§ Série d'exercices
1. Dans le texte sur Mike Sammes, en quelle année les Mike Sammes Singers ont-ils été créés ?
2. Résumez en deux phrases le paragraphe du texte sur Mike Sammes qui commence par « A 73 ans, Mike Sammes », sans perdre ses faits principaux.
3. Reprenez le texte sur Mike Sammes après sa dernière phrase et écrivez-en la suite.

§ Extrait choisi
···

En 2001, un des producteurs de la maison de disques britannique Trunk Records était sur le point de réaliser un rêve sur lequel il travaillait depuis de longs mois : rencontrer son idole, l'homme dont il collectionnait tous les disques, le seul et l'unique Mike Sammes, peut-être un des trésors musicaux les mieux gardés du Royaume Uni, retiré depuis fort longtemps dans sa petite maison de Reigate dans le comté du Surrey.
A 73 ans, Mike Sammes était totalement oublié des foules quant il avait été, dans les années 50 et 60, l'homme le plus demandé de l'industrie du disque et pas uniquement britannique. On le sollicitait comme arrangeur, comme compositeur mais surtout comme choriste. Les Mike Sammes Singers, crées en 1962, était la réponse de l'Angleterre à Ray Conniff et aux Swingle Singers, un ensemble vocal époustouflant de maîtrise et de décontraction. Un groupe suave comme on en croisa rarement.
En compagnie de ses chanteurs, Mike Sammes enregistra une dizaine d'albums entre le début des années 60 et le milieu des années 80 mais devint surtout l'homme le plus occupé de l'industrie musicale. Car si les disques étaient la face visible de ses activités, la perfection des Mike Sammes Singers poussa pratiquement tout le monde à les vouloir en studio d'enregistrement.

···

§ Données fournies
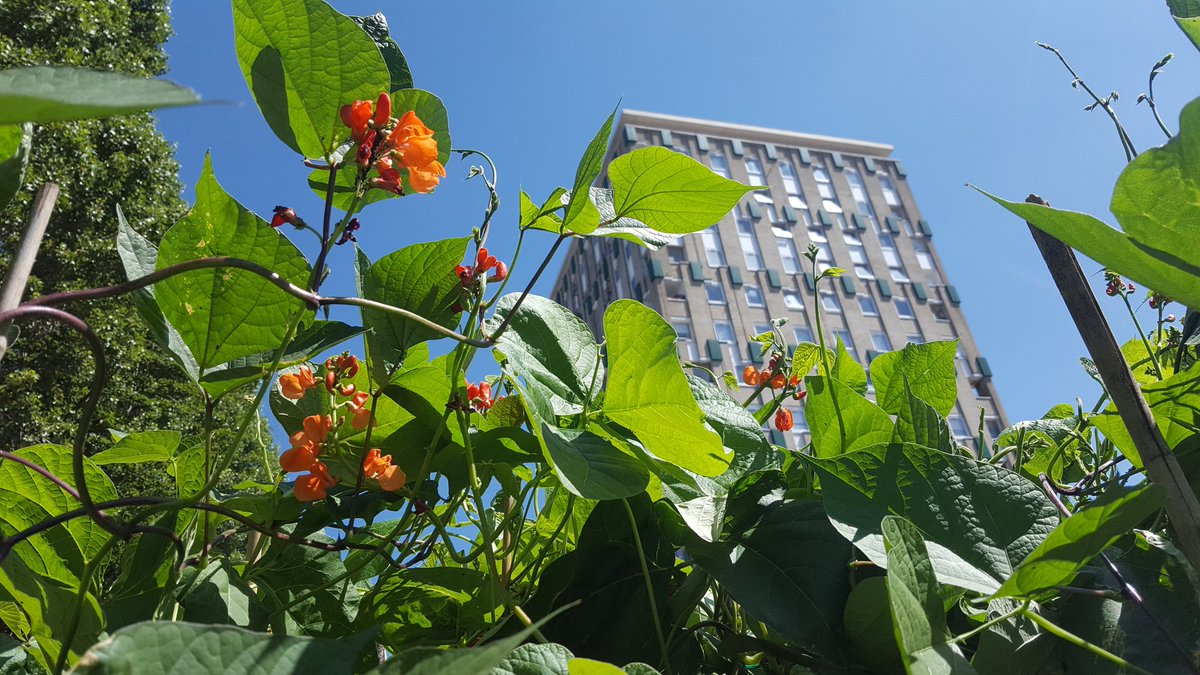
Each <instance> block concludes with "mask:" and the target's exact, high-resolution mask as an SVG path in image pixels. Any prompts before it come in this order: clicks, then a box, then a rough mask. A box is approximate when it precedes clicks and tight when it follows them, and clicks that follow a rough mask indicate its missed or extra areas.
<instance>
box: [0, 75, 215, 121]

···

§ Réponses par numéro
1. En 1962.

2. À 73 ans, Mike Sammes était oublié du public, alors que dans les années 50 et 60 il avait été l'homme le plus demandé de l'industrie du disque, au-delà du seul Royaume-Uni, comme arrangeur, compositeur et surtout choriste. Créés en 1962, les Mike Sammes Singers, ensemble vocal d'une grande maîtrise et d'une grande décontraction, étaient la réponse de l'Angleterre à Ray Conniff et aux Swingle Singers.

3.
Et c'est certainement le point le plus invraisemblable de la carrière de Mike Sammes : l'incapacité d'établir avec exactitude la liste des noms des personnalités avec lesquelles il collabora. Apparaissant à de rares exceptions sur les pochettes, son nom n'était la plupart du temps pas mentionné. On sait donc qu'il chanta derrière Shirley Bassey et Cliff Richards, Judy Garland et Françoise Hardy, qu'il s'occupa des "wooo" sur "I am the walrus" des Beatles et des choeurs sur une poignées de chansons d'Olivia Newton John. Il chanta pour Marlene Dietrich et Burt Bacharach, Streisand et Sinatra. Pour qui d'autre fit-il des "doo ahh" et des "tah tah tah" : mystère !
Rendant les choses encore plus complexes, les Mike Sammes Singers prêtèrent leurs voix à des génériques de séries télévisées, à des bandes originales de film comme le très nécessaire "Prudence et la pilule" de Bernard Ebbinghouse, à des jingles commerciaux pour la radio. Mike Sammes composa de la musique au mètre pour des films institutionnels et pour des spots de communication interne, réalisée dans le très humble studio de sa petite maison.
Et de façon plus luxueuse, les Mike Sammes Singers furent les choristes attitrés du compositeur et arrangeur Tutti Camarata qui, associé avec les studios Disney, produisit près de 300 disques allant de productions maisons (Les Aristochats, L'apprentie sorcière) en passant par des succès de Broadway ou de la vulgarisation de musique classique.
C'est pour parler de tout cela, de cette prodigieuse force de travail et cette immense production que le producteur de Trunk Records en ce début de 2001 traqua littéralement Mike Sammes pour finalement découvrir qu'il était souffrant, à l'hôpital et en assez mauvaise forme. Finalement la rencontre tant espérée n'eut jamais lieu puisque Mike Sammes disparut le 19 mai 2001 mais c'est alors que l'histoire du dimanche prend toute sa saveur.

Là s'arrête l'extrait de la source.